Could you transcribe the material below exactly, without leaving out a single line?

· · · ·

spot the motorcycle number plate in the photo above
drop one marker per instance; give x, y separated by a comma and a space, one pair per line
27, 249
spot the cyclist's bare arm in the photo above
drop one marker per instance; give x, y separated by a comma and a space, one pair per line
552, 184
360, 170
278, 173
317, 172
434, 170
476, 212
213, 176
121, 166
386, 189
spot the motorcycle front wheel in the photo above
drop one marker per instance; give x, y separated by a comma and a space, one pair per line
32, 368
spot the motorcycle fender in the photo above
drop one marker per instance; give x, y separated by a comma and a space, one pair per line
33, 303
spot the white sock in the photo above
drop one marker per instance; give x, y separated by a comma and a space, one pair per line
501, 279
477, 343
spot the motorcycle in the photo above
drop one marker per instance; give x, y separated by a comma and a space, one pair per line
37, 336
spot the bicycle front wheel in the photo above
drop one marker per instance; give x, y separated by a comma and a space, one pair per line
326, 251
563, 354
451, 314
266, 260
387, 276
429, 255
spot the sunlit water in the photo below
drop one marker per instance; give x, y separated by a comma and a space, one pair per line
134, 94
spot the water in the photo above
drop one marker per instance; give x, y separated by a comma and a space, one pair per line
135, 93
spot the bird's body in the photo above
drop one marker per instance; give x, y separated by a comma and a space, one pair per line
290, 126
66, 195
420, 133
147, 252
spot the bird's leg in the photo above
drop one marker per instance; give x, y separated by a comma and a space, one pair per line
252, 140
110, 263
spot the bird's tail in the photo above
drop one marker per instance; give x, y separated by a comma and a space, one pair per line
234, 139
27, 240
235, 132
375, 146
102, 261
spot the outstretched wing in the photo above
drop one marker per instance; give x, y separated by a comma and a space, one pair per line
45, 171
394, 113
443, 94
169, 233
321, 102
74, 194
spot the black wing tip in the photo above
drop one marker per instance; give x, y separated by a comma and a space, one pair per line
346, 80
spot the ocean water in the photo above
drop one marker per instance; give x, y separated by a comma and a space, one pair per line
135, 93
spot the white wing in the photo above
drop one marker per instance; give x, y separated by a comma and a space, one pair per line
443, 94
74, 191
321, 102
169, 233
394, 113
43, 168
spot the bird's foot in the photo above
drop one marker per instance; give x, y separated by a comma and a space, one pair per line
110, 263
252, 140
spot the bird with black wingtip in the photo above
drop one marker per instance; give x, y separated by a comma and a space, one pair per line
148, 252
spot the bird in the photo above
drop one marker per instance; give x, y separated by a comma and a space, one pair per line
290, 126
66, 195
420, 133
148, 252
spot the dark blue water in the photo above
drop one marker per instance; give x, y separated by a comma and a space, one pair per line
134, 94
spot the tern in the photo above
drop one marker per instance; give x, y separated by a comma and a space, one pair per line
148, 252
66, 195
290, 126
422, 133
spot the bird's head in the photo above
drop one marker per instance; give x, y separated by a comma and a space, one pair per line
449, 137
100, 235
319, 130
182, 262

· · · ·

● EXERCISE ANSWER
spot the motorcycle number plate in the photo above
drop one marker per instance; give x, y separated by a comma and a space, one pair per line
27, 249
spot the cyclist's bare arm in the photo above
drop one marker per instance; give x, y separated by a comma and a space, one pair per line
552, 184
360, 170
278, 173
317, 172
434, 170
476, 212
213, 176
121, 166
386, 189
spot the motorcycle front wheel in the photo above
drop one marker per instance; give x, y separated by a comma and a space, one pair per line
32, 368
spot the motorcycle fender in the photo above
drop one marker per instance; give x, y separated by a comma and a space, one pair per line
33, 303
spot the white sock in the photo above
drop one marker per instance; give x, y separated by a comma and a space, one pair per line
501, 279
477, 343
spot the motorcycle in the photo above
drop one marker per instance; give x, y separated by a comma and a space, one pair per line
37, 336
spot the bicycle front wheel in the photo above
drop one marker per instance; give x, y separated by a comma and a space, one pair per line
326, 251
563, 354
451, 314
266, 260
387, 276
429, 255
spot the sunlit water in the photo below
drop one marker per instance; give x, y separated by a comma and a space, one pair per line
134, 94
spot the water in the photo above
drop one marker per instance; give x, y separated by a comma and a space, one pair per line
135, 93
spot the bird's body in the photo above
drop one marker per instance; give x, y separated by a comma and a space, one pair per line
290, 126
66, 195
420, 133
147, 252
spot the bird's leg in the photo above
drop one marker per instance; give x, y separated by a comma and a space, one pair per line
252, 140
110, 263
spot the bird's tail in the photo above
drop one marker per instance; give x, y separated by a comma and a space, one pair per line
234, 139
27, 240
235, 132
375, 146
102, 261
spot the outstretched wing in the photo above
drop one marker per instance; give x, y separated by a comma and a space, one pair per line
45, 171
394, 113
443, 94
169, 233
321, 102
74, 194
spot the black wing tip in the photo above
drop one marker per instance; give x, y separated by a comma and a space, one pair per line
346, 80
spot the ocean water in the photo above
drop one marker per instance; give x, y separated by a comma and a space, one pair per line
135, 93
spot the white wing in the photo above
drop one marker per instance; give x, y separated by a comma and a space, one pair per line
443, 94
74, 191
321, 102
169, 233
394, 113
43, 168
spot the bird's foot in the photo above
drop one marker per instance; give x, y separated by a comma and a space, one pair per line
110, 263
252, 140
spot the bird with black wingtip in the photo above
drop one marker per instance; give x, y separated by a comma and a space, one pair per line
148, 252
spot the bird in the photo above
drop one marker per instance; give x, y separated by a comma and a space, one pair per line
290, 126
66, 195
420, 133
148, 252
spot the dark blue water in the photo above
drop one marker per instance; give x, y separated by a comma and a space, one pair per line
134, 94
spot the tern in the photo above
drop one marker per instance; give x, y separated by a comma and a space, one pair per line
148, 252
66, 195
290, 126
422, 133
spot the bird's head in the photo above
drop one marker per instance; give x, y separated by a comma and a space, one pair per line
449, 137
100, 235
319, 130
182, 262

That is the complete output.